:: Passage for review ::
Thursday, April 12, 2012

The Fault In Why We Broke Up

The Fault In Our Stars by John Green

Yea, it's been a while. I have a lot of catching up to do. I don't really have a good reason except that I read a book that just left me so.. overwelmed? That might not be the right word for it. Anyways I couldn't stop thinking about it. I went to write about it a few separate times now and nothing I say seems to be able to describe this book properly. For those of you who don't know, John Greens new book The Fault In Our Stars came out January 10, 2012.

Hazel Grace Lancaster is a 16 year old girl with cancer. Some rare kind that has left her relying on an oxygen tank. For her life almost entirely consists of laying around the house watching bad reality shows, going to a cancer survivor support group and going to college classes. Not the most happening social life. Then she meets Augustus Waters and everything changes.

This book was equal parts funny, thoughtful, and devastatingly sad. I've read this book twice now since it's come out, and I still get swept up by it. In the book, Hazel has a book that means the world to her. To describe her book, she said: “Sometimes, you read a book and it fills you with this weird evangelical zeal, and you become convinced that the shattered world will never be put back together unless and until all living humans read the book. And then there are book which you can't tell people about, books so special and rare and yours that advertising your affection feels like a betrayal.” I love that and how unbelievably true that feels. For Hazel, her book seemed to speak directly to her – understanding her on a level no one else did with her cancer. I don't have cancer, but I do know what it feels like to be spoken to through a book.

:: Dataset ::
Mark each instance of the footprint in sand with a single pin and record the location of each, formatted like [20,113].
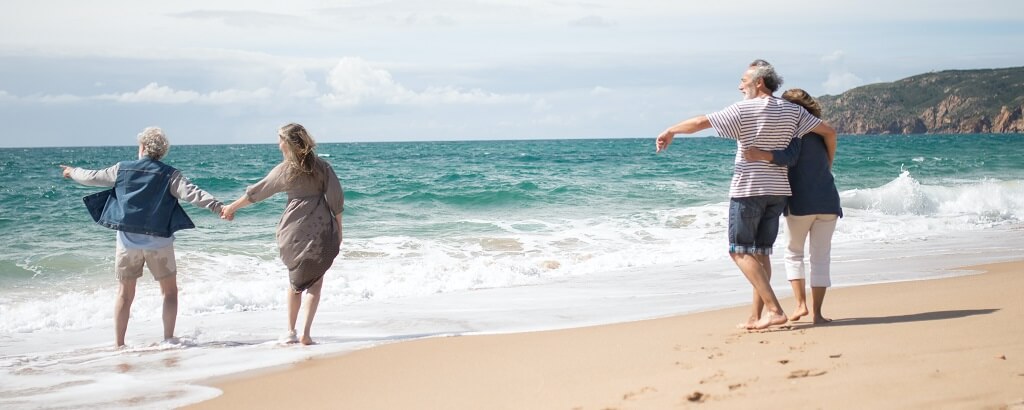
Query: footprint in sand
[806,373]
[632,395]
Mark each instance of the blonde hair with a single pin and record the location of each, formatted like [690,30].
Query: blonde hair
[300,153]
[802,98]
[154,142]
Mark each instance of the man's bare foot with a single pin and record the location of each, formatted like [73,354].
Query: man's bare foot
[751,323]
[770,320]
[820,320]
[800,313]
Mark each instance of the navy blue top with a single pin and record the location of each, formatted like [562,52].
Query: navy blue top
[813,187]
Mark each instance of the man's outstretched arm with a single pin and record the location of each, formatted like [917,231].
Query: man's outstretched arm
[686,127]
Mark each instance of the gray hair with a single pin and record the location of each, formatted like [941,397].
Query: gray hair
[154,142]
[764,71]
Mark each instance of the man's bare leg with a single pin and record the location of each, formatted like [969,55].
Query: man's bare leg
[818,297]
[799,293]
[169,287]
[758,277]
[758,304]
[312,300]
[122,310]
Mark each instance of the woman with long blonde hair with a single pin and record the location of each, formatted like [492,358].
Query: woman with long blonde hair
[309,232]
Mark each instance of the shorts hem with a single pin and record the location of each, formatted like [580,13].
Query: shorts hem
[754,250]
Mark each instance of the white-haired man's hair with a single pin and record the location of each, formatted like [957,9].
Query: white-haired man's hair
[154,142]
[765,71]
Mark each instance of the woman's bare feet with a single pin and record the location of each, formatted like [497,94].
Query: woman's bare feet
[800,313]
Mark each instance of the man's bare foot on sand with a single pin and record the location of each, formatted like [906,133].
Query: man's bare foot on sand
[800,313]
[751,323]
[770,320]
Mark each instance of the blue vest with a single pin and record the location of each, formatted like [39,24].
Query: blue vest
[140,201]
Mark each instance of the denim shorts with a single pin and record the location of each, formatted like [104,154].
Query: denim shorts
[754,223]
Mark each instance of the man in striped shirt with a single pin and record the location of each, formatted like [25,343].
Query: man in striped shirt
[759,190]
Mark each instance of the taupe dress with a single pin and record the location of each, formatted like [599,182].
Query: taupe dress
[307,233]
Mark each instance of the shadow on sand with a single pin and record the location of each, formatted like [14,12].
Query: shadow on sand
[922,317]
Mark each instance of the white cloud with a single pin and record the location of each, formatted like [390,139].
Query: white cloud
[592,22]
[157,93]
[295,84]
[354,82]
[154,92]
[840,78]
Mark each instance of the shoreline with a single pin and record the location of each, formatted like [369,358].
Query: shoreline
[949,341]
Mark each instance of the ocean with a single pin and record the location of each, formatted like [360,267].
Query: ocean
[454,238]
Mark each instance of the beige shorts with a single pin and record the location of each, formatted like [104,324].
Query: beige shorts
[128,262]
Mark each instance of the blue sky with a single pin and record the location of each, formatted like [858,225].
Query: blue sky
[76,73]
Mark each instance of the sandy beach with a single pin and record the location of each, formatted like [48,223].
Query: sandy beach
[955,342]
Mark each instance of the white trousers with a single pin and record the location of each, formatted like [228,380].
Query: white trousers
[820,229]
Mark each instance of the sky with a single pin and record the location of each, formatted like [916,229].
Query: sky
[75,73]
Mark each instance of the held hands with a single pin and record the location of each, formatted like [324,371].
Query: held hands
[227,212]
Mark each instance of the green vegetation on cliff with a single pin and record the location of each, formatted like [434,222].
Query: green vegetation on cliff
[948,101]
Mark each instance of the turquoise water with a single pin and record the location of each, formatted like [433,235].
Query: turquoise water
[451,239]
[467,214]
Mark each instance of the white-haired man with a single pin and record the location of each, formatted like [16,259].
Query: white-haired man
[759,190]
[142,206]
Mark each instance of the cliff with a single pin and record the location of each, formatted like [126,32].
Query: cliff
[948,101]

:: Exercise set ::
1. According to the book review, on what date did The Fault In Our Stars come out?
2. Repeat word for word the part of the book review starting with "Yea, it's been" and going on through "January 10, 2012.".
The listing is material separate from the book review.

:: Answers provided ::
1. January 10, 2012

2.
Yea, it's been a while. I have a lot of catching up to do. I don't really have a good reason except that I read a book that just left me so.. overwelmed? That might not be the right word for it. Anyways I couldn't stop thinking about it. I went to write about it a few separate times now and nothing I say seems to be able to describe this book properly. For those of you who don't know, John Greens new book The Fault In Our Stars came out January 10, 2012.